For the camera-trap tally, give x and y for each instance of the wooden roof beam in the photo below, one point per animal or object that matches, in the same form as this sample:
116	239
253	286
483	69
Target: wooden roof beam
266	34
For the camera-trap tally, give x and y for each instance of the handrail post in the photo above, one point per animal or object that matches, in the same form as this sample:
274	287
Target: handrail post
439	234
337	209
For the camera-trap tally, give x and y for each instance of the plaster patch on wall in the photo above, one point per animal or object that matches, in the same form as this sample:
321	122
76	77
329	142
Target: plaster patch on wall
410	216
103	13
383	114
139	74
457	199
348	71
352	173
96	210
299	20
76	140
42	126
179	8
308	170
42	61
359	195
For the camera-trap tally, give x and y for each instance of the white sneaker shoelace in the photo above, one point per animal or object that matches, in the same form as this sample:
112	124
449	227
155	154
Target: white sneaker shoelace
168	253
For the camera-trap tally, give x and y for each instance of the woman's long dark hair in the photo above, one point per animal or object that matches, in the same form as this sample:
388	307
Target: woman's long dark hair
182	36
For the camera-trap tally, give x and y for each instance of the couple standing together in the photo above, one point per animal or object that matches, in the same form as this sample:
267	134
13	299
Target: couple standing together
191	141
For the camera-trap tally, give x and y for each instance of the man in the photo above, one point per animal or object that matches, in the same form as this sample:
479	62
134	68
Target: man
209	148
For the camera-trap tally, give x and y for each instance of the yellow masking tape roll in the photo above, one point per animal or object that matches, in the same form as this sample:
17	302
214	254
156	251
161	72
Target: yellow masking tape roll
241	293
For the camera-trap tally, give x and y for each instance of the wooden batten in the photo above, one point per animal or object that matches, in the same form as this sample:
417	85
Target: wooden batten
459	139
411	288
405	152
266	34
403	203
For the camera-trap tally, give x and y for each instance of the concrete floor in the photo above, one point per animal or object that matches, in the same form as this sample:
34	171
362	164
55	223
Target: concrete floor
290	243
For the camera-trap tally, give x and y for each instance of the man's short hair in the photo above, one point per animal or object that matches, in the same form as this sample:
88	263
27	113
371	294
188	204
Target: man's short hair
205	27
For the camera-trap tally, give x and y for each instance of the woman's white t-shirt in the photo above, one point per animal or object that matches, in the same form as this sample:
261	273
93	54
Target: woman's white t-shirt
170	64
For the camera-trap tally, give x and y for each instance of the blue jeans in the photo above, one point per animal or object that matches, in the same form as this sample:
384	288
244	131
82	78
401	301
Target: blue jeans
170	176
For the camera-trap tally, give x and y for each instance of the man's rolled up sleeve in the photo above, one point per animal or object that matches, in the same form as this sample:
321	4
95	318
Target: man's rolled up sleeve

********

> [WHAT THE TASK ASKS]:
Set the entries down again precisely as they were given.

> [REPLY]:
For the camera-trap tally, give x and y for each instance of the wooden roof beam in the photo below, one point per animal or object that matches, in the same form as this sample:
116	239
253	286
483	69
Target: wooden roof beam
266	34
For the camera-trap tally, give x and y for each instance of the handrail post in the photo above, one point per animal or object that matches, in the same form as this sample:
274	287
Target: handrail post
439	234
337	209
For the camera-trap tally, give x and y for each instance of the plaster patch on wall in the photo above, one point per animal or object that matches, in the same form as this sample:
321	122
76	77
329	142
Target: plaster patch on wall
410	216
103	13
383	114
139	74
457	199
348	71
352	173
96	210
299	20
76	140
42	126
179	8
308	170
42	61
359	195
For the camera-trap tally, give x and y for each instance of the white sneaker shoelace in the photo above, one point per animal or object that matches, in the same form as this sample:
112	124
449	227
155	154
Target: white sneaker shoelace
168	253
For the camera-trap tally, give x and y for each instance of the woman's long dark hair in the photo above, one point per animal or object that matches, in the same form as this sample:
388	307
Target: woman's long dark hair
182	36
For the camera-trap tally, give x and y for each instance of the couple standing together in the photo above, one point per animal or object that matches, in the same form as this sample:
267	134
13	299
Target: couple standing together
191	141
For the camera-trap tally, give x and y for each instance of the man in the photo above, one point per animal or object that matches, in the same form as this sample:
479	62
134	68
Target: man
209	148
For the camera-trap tally, give x and y for each instance of the yellow masking tape roll in the photo above, one point per animal or object that matches, in the same form as this sample:
17	302
214	254
156	251
161	72
Target: yellow masking tape roll
241	293
For the camera-trap tally, give x and y for each instance of the wooden batten in the photo above, one point per animal or object that matches, in the same form as this sample:
417	85
Target: wooden batten
459	139
411	288
405	152
266	34
403	203
For the camera-trap tally, give x and y for each instance of the concrete floor in the photo above, one point per animal or object that matches, in the same form as this sample:
34	171
362	164
55	223
Target: concrete floor
290	243
For the camera-trap tally, give x and y for each instance of the man's short hair in the photo above, one point per animal or object that matches, in the same form as this sample:
88	263
27	113
371	294
188	204
Target: man's short hair
205	27
For the camera-trap tally, give x and y for each instance of the woman's white t-shirt in the photo above, one point per animal or object that matches, in the same form as this sample:
261	273
93	54
Target: woman's white t-shirt
170	64
For the camera-trap tally, give x and y for each instance of the blue jeans in the photo above, one point per animal or object that matches, in the same form as this sample:
384	288
244	131
82	78
401	301
Target: blue jeans
170	176
For the camera-trap tally, give x and y for each instance of the man's rolled up sleeve in the photo above, one point per animal or object that matches, in the same form as this sample:
321	4
95	318
Target: man's rolled up sleeve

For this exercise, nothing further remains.